In the text about Nancy Gerard, how many years was Steve Gerard married to Nancy?

Text segment.
----

Nancy and Steve Gerard
SAVANNAH,
Ga. — (text: courtesy of Georgia Public Radio)

Nancy Gerard
became the late songwriter Johnny Mercer's most vocal advocate in his native
city. Savannah residents are remembering a vocal advocate for one of the city's
most famous native sons.
Nancy Gerard, a niece of the prolific late songwriter Johnny Mercer, died on
Friday.
Gerard kept her uncle's legacy alive through media and school appearances.
"His father once asked him, 'Well, son, how do you do this?'" Gerard
told GPB in 2008. "And he said, 'Well, pop, I just get in tune with the
infinite.'"
Mercer wrote classic American tunes such as "Autumn Leaves,"
"Moon River" and "The Days of Wine and Roses."
She was 72 years old.
Her family provided GPB with the following memorial, written by Savannah
writer Betty Darby:
Scrapbooks generally are a strange mix of ego and sentiment – little
collections of paper ephemera of little interest even to their own subjects
within a few years of being stuck together. But Nancy Mercer Keith Gerard’s
scrapbook is a different family treasure entirely. This aging compilation of
newspaper clippings and photos and invitations was put together by Nancy in
the early 1970s as a sort of introduction of herself to the father she had not
seen since infancy. Thirty-some years of a classic “old Savannah” childhood
and the young woman it nurtured are displayed there to show Henry “Hank”
Keith a glimpse of what he missed in his oldest child’s life. And, along the
way, she captured a bit of what it must have been like to “grow up Mercer” in
the history-loving town where her beloved Uncle Bubba was Savannah’s favorite
son, Johnny Mercer.
Steve Gerard, Nancy’s husband of 44 years, tells the story of the scrapbook.
Nancy’s mother was Johnny’s sister, his only sibling to survive childhood.
That gave Nancy her direct blood link to an old Savannah name whose fortunes
had been restored by the enduring talents and success of the Oscar-winning
lyricist – and Johnny set great store by family ties, as we will see.
Unfortunately, as present and solid as her mother’s side of the family was
during Nancy’s growing up, her father’s side was absent. Divorce split the
little family up within months of Nancy’s birth. Within another year, World
War II scattered the men of her father’s generation across the globe. Nancy
would not see Hank or even know much about him until she was 29 years old.

----

(Recorded data)
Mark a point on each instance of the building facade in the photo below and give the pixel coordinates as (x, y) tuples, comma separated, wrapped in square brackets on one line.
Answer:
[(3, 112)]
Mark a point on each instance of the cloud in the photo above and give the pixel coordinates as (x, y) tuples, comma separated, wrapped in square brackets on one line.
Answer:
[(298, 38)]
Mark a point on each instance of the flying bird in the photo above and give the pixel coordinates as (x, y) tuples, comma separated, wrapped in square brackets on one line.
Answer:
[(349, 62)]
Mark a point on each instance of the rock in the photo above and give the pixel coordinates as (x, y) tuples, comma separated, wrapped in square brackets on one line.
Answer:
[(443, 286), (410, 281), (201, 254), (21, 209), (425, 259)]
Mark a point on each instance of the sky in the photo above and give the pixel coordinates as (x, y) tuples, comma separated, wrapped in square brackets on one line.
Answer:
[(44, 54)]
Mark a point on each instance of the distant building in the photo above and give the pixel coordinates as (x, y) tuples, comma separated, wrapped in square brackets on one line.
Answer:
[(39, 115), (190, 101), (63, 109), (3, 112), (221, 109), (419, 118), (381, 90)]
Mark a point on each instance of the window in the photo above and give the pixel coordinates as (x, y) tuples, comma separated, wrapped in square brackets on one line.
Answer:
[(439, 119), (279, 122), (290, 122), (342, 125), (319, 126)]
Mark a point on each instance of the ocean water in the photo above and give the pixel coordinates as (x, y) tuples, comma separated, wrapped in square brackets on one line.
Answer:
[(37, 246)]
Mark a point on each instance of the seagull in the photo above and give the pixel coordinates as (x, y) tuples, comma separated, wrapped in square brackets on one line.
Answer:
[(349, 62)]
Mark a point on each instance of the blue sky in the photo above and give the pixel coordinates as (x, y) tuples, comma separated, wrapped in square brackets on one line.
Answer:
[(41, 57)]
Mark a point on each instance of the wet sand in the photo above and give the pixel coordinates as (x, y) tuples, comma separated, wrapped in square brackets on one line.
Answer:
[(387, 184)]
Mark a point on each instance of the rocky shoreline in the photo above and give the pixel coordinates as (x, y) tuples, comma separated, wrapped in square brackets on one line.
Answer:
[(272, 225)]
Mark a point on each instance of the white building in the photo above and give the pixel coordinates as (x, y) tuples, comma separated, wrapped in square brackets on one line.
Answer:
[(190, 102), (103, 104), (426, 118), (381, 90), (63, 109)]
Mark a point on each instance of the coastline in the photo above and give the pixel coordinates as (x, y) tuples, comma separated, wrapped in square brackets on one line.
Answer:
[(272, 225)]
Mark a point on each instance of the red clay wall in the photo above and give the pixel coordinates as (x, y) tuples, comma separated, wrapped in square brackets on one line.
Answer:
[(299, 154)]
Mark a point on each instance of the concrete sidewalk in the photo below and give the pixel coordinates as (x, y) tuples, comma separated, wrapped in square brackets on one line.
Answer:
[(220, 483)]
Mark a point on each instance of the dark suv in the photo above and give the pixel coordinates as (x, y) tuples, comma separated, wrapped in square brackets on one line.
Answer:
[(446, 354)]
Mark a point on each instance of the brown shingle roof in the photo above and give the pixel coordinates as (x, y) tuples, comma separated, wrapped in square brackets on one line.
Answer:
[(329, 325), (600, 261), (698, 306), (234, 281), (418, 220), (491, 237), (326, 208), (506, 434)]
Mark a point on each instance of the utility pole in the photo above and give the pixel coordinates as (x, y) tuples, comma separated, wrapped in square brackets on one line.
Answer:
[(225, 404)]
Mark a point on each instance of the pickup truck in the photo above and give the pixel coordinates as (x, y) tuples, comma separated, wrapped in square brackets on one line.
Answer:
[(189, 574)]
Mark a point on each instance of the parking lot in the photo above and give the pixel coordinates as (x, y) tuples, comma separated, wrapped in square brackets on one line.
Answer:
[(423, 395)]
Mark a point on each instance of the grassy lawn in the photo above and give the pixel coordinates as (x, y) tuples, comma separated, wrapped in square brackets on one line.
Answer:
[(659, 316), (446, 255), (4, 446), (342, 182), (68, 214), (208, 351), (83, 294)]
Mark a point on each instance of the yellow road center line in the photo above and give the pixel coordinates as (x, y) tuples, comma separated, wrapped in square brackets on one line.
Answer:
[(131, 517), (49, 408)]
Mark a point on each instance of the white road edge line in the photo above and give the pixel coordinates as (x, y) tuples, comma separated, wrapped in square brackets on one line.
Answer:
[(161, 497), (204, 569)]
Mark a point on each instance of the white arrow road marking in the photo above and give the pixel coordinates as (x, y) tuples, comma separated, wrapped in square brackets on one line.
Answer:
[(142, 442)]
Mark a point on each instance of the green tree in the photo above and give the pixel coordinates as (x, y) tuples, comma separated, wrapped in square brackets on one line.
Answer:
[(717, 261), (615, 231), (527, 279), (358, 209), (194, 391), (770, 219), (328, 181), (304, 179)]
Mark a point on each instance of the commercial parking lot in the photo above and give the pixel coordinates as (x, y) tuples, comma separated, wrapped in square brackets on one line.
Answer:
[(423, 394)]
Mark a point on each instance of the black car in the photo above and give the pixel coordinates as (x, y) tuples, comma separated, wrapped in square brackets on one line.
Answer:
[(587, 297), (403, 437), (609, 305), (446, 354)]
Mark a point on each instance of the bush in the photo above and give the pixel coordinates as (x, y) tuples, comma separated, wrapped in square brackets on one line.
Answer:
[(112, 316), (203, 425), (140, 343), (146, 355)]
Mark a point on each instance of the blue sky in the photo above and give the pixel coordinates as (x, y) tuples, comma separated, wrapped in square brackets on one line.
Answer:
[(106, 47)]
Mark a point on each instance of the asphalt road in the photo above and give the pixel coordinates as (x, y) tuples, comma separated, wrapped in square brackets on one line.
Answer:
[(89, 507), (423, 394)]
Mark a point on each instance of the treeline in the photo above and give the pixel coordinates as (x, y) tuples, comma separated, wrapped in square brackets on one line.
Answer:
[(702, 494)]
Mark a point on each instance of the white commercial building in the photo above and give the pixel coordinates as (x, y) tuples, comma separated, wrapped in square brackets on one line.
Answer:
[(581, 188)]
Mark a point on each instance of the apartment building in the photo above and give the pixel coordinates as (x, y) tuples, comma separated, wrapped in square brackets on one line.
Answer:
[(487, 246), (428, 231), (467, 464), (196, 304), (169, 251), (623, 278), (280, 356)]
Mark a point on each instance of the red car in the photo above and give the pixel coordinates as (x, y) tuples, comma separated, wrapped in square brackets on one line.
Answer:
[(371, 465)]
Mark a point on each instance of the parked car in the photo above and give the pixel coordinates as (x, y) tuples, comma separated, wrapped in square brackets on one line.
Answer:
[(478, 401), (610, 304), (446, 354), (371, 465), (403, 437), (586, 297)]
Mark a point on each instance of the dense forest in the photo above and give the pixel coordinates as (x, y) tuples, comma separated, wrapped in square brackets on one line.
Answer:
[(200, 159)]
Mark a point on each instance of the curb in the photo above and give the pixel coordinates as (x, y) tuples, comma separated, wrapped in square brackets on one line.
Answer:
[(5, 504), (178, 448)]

----

Exercise solution.
44 years.